— start —

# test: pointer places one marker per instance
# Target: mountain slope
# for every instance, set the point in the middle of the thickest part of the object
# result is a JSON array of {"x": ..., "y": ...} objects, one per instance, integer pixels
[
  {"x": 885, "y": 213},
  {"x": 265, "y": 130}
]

— end —

= REQUEST =
Reproduce every line of the records above verbatim, keeping their order and punctuation unchanged.

= TASK RESULT =
# test: pointer places one marker per instance
# Target: mountain slope
# for every instance, set the point in the middle of the thickest part of the object
# result is a JSON array of {"x": ..., "y": ...} objects, one per instance, integer pixels
[
  {"x": 885, "y": 213},
  {"x": 265, "y": 130}
]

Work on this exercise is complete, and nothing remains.